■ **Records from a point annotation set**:
--
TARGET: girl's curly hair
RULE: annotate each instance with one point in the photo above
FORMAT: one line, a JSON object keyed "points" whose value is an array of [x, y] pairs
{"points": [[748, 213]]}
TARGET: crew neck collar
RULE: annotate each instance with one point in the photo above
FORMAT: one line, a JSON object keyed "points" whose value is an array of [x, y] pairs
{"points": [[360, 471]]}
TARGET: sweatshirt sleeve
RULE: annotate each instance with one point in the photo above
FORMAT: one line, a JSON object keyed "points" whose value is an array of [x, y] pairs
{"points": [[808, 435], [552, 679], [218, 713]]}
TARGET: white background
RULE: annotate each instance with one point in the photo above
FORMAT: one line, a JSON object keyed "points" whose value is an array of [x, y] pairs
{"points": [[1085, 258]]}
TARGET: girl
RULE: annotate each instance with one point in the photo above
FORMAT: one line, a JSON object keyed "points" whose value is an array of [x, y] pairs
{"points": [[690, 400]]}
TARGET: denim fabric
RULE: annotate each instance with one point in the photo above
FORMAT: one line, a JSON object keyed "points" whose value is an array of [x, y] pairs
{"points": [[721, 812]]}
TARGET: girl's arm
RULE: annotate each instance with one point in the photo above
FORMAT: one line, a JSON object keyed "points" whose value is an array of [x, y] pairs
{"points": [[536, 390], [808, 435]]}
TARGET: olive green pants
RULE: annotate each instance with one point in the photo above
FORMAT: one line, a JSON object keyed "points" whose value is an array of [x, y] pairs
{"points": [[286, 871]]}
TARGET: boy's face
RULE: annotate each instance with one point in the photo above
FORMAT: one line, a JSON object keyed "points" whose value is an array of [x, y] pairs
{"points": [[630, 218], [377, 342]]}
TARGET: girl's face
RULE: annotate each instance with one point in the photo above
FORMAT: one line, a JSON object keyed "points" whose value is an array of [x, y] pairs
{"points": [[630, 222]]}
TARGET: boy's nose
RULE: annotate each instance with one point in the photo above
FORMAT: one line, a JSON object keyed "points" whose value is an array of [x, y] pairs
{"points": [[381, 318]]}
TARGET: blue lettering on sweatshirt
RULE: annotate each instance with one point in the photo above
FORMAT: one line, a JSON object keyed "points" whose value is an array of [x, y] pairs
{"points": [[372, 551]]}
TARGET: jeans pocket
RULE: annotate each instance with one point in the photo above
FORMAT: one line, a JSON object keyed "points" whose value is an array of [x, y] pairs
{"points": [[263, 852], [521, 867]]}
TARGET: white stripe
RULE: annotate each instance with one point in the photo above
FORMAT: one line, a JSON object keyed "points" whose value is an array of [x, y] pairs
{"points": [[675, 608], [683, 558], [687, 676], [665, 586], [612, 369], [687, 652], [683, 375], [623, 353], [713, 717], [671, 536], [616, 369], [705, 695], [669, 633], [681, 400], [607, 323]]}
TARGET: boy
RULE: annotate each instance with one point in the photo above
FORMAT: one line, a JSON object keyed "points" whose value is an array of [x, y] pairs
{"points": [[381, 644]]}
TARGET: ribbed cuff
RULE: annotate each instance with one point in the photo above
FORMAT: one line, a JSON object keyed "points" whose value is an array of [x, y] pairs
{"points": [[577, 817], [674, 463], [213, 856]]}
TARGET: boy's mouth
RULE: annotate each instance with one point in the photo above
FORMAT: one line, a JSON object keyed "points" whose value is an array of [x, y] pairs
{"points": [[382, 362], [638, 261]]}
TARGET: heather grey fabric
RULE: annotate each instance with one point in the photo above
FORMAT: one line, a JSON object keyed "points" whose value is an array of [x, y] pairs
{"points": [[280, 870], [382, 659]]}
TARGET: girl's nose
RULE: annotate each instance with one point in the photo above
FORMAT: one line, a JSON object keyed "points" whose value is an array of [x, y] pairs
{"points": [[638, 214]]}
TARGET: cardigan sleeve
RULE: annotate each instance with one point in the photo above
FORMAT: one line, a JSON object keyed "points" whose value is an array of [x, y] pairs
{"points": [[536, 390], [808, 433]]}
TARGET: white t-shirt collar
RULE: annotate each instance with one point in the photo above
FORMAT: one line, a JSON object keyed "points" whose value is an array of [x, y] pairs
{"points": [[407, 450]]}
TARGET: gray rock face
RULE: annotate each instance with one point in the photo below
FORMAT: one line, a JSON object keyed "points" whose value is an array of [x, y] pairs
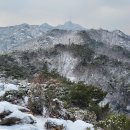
--
Put each line of all the records above into a JSON list of strings, one string per line. Skip blank lines and leave the pictures out.

■ **Solution for this exercise**:
[
  "TARGET: girl's curly hair",
  "RULE: annotate each instance with one point in the photo above",
  "FORMAT: one line, a JSON object keyed \"points\" whose value is an array of [x, y] pairs",
  "{\"points\": [[748, 213]]}",
  "TARGET: crew neck collar",
  "RULE: annotate each instance with one point in the photo above",
  "FORMAT: one line, a JSON object keyed \"points\" whose value is an array of [x, y] pairs",
  "{\"points\": [[360, 471]]}",
  "TARGET: sweatshirt sleeve",
  "RULE: annotate each instance with one point in the photo above",
  "FORMAT: one line, a JSON object keyed \"points\" whose value is an array of [x, y] pairs",
  "{\"points\": [[808, 435], [552, 679], [218, 713]]}",
  "TARGET: white background",
  "RULE: annotate each instance with one point in the photo above",
  "FORMAT: one line, a JSON object keyed \"points\" whose value is an array of [x, y] pairs",
  "{\"points\": [[1085, 258]]}",
  "TARGET: girl",
  "RULE: annotate each instance with one point in the photo above",
  "FORMAT: one line, a JSON object keyed \"points\" whose value is an array of [x, y] pairs",
  "{\"points\": [[690, 400]]}",
  "TARGET: denim fabric",
  "RULE: annotate each instance with one point in the photo above",
  "FORMAT: one line, a JSON object keyed \"points\" whose value is an array of [x, y] pairs",
  "{\"points\": [[721, 812]]}",
  "TARGET: girl's arm",
  "RULE: annotate each instance with one point in the photo above",
  "FORMAT: one line, a JSON object keyed \"points\" whose value is an array of [x, y] pairs",
  "{\"points\": [[536, 390], [808, 435]]}",
  "TARGET: olive green pants",
  "RULE: annotate each instance with one point in the photo above",
  "FORMAT: one line, a JSON object keyed \"points\" whose value is an array of [x, y] pairs",
  "{\"points\": [[286, 871]]}",
  "TARGET: boy's face",
  "RULE: annotate each instance with one point in the photo above",
  "FORMAT: one line, a JSON object keyed \"points\" whose value is an array of [x, y] pairs",
  "{\"points\": [[630, 218], [377, 342]]}",
  "TARGET: girl's face",
  "RULE: annotate each instance with one point in the photo above",
  "FORMAT: one line, a JSON object keyed \"points\" whose value is an array of [x, y] pairs",
  "{\"points\": [[630, 222]]}",
  "TARGET: boy's nose",
  "RULE: annotate each instance with one point in the photo above",
  "FORMAT: one line, a JSON object keyed \"points\" whose value is an array of [x, y] pairs",
  "{\"points\": [[381, 318]]}",
  "TARGET: blue lettering on sweatshirt",
  "RULE: annotate each instance with one point in the photo above",
  "FORMAT: one line, a JSON object keyed \"points\" whose value is an array of [x, y] pairs",
  "{\"points\": [[372, 551]]}",
  "TARGET: jeans pocket",
  "RULE: annotate each instance with one point in the photo above",
  "FORMAT: one line, a JSON object keyed \"points\" whose value is an array of [x, y] pairs",
  "{\"points\": [[263, 852], [521, 867]]}",
  "TARGET: white stripe",
  "RULE: annotate each instance with one point in the photo above",
  "FORMAT: one line, a JSON object keyed \"points\" whose value is an array of [x, y] pairs",
  "{\"points\": [[675, 608], [683, 558], [687, 676], [665, 586], [612, 369], [687, 652], [683, 375], [623, 353], [713, 717], [671, 536], [616, 369], [705, 695], [669, 633], [681, 400], [607, 323]]}",
  "TARGET: boy",
  "RULE: annotate each instance with one point in the photo above",
  "FORMAT: one line, a JSON object keyed \"points\" whose value is an array of [x, y] pairs",
  "{\"points\": [[381, 644]]}",
  "TARGET: ribbed cuff",
  "RULE: annotate each instance with one point in the photo above",
  "FORMAT: one line, a JSON object keyed \"points\" whose value is an array of [x, y] pairs",
  "{\"points\": [[577, 817], [674, 463], [213, 856]]}",
  "TARGET: boy's mouth",
  "RULE: annotate each instance with one point in the photo above",
  "FORMAT: one line, a JSON object keyed \"points\" whose value is an array of [x, y] pairs",
  "{\"points\": [[382, 362], [638, 261]]}",
  "TARGET: heather grey fabric",
  "RULE: annotate each instance with one point in the photo above",
  "FORMAT: one line, a JSON object keyed \"points\" whose value is an array of [x, y] pairs",
  "{\"points\": [[280, 870], [382, 659]]}",
  "TARGET: girl's nose",
  "RULE: annotate each instance with one point in the photo above",
  "FORMAT: one line, a JSON object keyed \"points\" whose value is an array of [x, y] pairs",
  "{\"points\": [[638, 214]]}",
  "TARGET: cardigan sleeve",
  "RULE: annotate each instance with one point in the photo above",
  "FORMAT: one line, a JSON object keyed \"points\" whose value is an array of [x, y] pairs",
  "{\"points\": [[536, 390], [808, 433]]}",
  "TARGET: white t-shirt collar",
  "RULE: annotate each instance with one point in the photo above",
  "FORMAT: one line, a JSON object keyed \"points\" whose value is an array of [x, y] pairs",
  "{\"points\": [[407, 450]]}",
  "TARGET: gray rock face",
  "RULE: annotate each instance with one point in the photo below",
  "FORMAT: one line, a JSON object keyed \"points\" whose value is an array of [x, y] pairs"
]